**Given text**
====

On Tue, Jun 22, 2021 at 9:09 PM Xin Long [off-list ref] wrote:
quoted hunk ↗ jump to hunk
On Tue, Jun 22, 2021 at 6:13 PM David Laight [off-list ref] wrote:
quoted
From: Xin Long
quoted
Sent: 22 June 2021 19:05

Overview(From RFC8899):

  In contrast to PMTUD, Packetization Layer Path MTU Discovery
  (PLPMTUD) [RFC4821] introduces a method that does not rely upon
  reception and validation of PTB messages.  It is therefore more
  robust than Classical PMTUD.  This has become the recommended
  approach for implementing discovery of the PMTU [BCP145].

  It uses a general strategy in which the PL sends probe packets to
  search for the largest size of unfragmented datagram that can be sent
  over a network path.  Probe packets are sent to explore using a
  larger packet size.  If a probe packet is successfully delivered (as
  determined by the PL), then the PLPMTU is raised to the size of the
  successful probe.  If a black hole is detected (e.g., where packets
  of size PLPMTU are consistently not received), the method reduces the
  PLPMTU.
This seems to take a long time (probably well over a minute)
to determine the mtu.
I just noticed this is a misread of RFC8899, and the next probe packet
should be sent immediately once the ACK of the last probe is received,
instead of waiting the timeout, which should be for the missing probe.

I will fix this with:
diff --git a/net/sctp/sm_statefuns.c b/net/sctp/sm_statefuns.c
index d29b579da904..f3aca1acf93a 100644
--- a/net/sctp/sm_statefuns.c
+++ b/net/sctp/sm_statefuns.c
@@ -1275,6 +1275,8 @@ enum sctp_disposition
sctp_sf_backbeat_8_3(struct net *net,
                        return SCTP_DISPOSITION_DISCARD;

                sctp_transport_pl_recv(link);
+               sctp_add_cmd_sf(commands, SCTP_CMD_PROBE_TIMER_UPDATE,
+                               SCTP_TRANSPORT(link));
                return SCTP_DISPOSITION_CONSUME;
        }
diff --git a/net/sctp/transport.c b/net/sctp/transport.c
index f27b856ea8ce..88815b98d9d0 100644
--- a/net/sctp/transport.c
+++ b/net/sctp/transport.c
@@ -215,6 +215,11 @@ void sctp_transport_reset_probe_timer(struct
sctp_transport *transport)
 {
        int scale = 1;

+       if (transport->pl.probe_count == 0) {
+               if (!mod_timer(&transport->probe_timer, jiffies +
transport->rto))
+                       sctp_transport_hold(transport);
+               return;
+       }
        if (timer_pending(&transport->probe_timer))
                return;
        if (transport->pl.state == SCTP_PL_COMPLETE &&

Thanks for the comment.

====

[Dataset excerpt]
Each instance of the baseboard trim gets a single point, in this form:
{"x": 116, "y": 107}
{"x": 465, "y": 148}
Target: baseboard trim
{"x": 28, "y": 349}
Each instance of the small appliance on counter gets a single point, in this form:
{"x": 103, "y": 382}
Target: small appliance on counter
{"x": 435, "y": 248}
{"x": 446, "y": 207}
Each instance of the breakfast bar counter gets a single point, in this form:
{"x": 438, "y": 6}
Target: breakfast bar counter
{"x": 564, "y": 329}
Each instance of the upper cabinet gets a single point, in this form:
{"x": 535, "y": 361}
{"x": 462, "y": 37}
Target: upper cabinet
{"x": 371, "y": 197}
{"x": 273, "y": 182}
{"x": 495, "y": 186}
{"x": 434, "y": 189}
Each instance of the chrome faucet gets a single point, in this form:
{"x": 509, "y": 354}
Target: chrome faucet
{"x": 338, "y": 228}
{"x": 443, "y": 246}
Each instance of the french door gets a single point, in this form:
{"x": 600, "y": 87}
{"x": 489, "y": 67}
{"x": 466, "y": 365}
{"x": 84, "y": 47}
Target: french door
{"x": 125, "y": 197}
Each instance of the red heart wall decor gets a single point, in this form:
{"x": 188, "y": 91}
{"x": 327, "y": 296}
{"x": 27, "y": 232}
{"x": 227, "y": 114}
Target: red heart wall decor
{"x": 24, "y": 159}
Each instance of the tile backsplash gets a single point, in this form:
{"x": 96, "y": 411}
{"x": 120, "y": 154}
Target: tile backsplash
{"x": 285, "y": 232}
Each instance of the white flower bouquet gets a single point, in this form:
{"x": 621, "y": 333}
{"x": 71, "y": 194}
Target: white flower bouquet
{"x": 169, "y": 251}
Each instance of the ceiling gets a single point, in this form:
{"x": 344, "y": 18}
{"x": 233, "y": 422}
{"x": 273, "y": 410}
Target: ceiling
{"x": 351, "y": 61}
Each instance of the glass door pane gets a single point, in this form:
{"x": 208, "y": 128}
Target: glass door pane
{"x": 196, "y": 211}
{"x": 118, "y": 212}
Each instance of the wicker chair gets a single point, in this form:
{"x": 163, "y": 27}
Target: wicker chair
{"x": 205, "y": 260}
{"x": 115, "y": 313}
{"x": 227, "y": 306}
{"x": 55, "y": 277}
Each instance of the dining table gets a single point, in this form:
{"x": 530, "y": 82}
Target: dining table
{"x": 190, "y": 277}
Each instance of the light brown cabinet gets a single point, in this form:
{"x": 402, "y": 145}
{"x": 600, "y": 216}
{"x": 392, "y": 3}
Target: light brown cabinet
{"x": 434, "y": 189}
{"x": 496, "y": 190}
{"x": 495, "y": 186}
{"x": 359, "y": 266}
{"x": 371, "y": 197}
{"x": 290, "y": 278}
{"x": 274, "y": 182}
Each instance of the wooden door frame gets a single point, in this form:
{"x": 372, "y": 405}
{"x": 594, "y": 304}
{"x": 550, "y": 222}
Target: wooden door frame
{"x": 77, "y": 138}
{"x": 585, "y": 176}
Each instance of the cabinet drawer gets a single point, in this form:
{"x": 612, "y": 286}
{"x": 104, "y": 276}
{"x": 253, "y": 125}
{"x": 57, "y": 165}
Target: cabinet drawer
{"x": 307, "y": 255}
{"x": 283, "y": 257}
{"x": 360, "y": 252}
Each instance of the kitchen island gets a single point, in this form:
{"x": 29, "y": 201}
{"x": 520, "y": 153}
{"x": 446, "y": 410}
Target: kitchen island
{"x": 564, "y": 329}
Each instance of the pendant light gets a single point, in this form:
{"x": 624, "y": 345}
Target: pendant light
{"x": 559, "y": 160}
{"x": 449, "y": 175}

====

**Requests**
1) Copy the passage of the PLPMTUD thread from "sctp_transport_pl_recv(link);" up to and including "sctp_transport *transport)".
2) Answer these questions about the PLPMTUD thread:
(a) Which RFC is the overview quoted from?
(b) If a probe packet is successfully delivered, what is the PLPMTU raised to?
(c) When should the next probe packet be sent, according to the corrected reading?
3) Go on with the PLPMTUD thread, picking up after its final line.
This data has nothing to do with the PLPMTUD thread.

**The results**
1)
sctp_transport_pl_recv(link);
+               sctp_add_cmd_sf(commands, SCTP_CMD_PROBE_TIMER_UPDATE,
+                               SCTP_TRANSPORT(link));
                return SCTP_DISPOSITION_CONSUME;
        }
diff --git a/net/sctp/transport.c b/net/sctp/transport.c
index f27b856ea8ce..88815b98d9d0 100644
--- a/net/sctp/transport.c
+++ b/net/sctp/transport.c
@@ -215,6 +215,11 @@ void sctp_transport_reset_probe_timer(struct
sctp_transport *transport)

2)
(a) RFC8899
(b) The size of the successful probe
(c) Immediately once the ACK of the last probe is received

3)
A more efficient improvement:
diff --git a/net/sctp/sm_statefuns.c b/net/sctp/sm_statefuns.c
index d29b579da904..d5cb0124bafa 100644
--- a/net/sctp/sm_statefuns.c
+++ b/net/sctp/sm_statefuns.c
@@ -1275,7 +1275,13 @@ enum sctp_disposition
sctp_sf_backbeat_8_3(struct net *net,
                        return SCTP_DISPOSITION_DISCARD;

                sctp_transport_pl_recv(link);
-               return SCTP_DISPOSITION_CONSUME;
+
+               if (link->pl.state == SCTP_PL_COMPLETE) {
+                       sctp_add_cmd_sf(commands, SCTP_CMD_PROBE_TIMER_UPDATE,
+                                       SCTP_TRANSPORT(link));
+                       return SCTP_DISPOSITION_CONSUME;
+               }
+               return sctp_sf_send_probe(net, ep, asoc, type, link, commands);
        }

        max_interval = link->hbinterval + link->rto;
diff --git a/net/sctp/transport.c b/net/sctp/transport.c
index f27b856ea8ce..37f65f617f05 100644
--- a/net/sctp/transport.c
+++ b/net/sctp/transport.c
@@ -215,10 +215,8 @@ void sctp_transport_reset_probe_timer(struct
sctp_transport *transport)
 {
        int scale = 1;

-       if (timer_pending(&transport->probe_timer))
-               return;
        if (transport->pl.state == SCTP_PL_COMPLETE &&
-           transport->pl.probe_count == 1)
+           transport->pl.probe_count == 0)
                scale = 30; /* works as PMTU_RAISE_TIMER */
        if (!mod_timer(&transport->probe_timer,
                       jiffies + transport->probe_interval * scale))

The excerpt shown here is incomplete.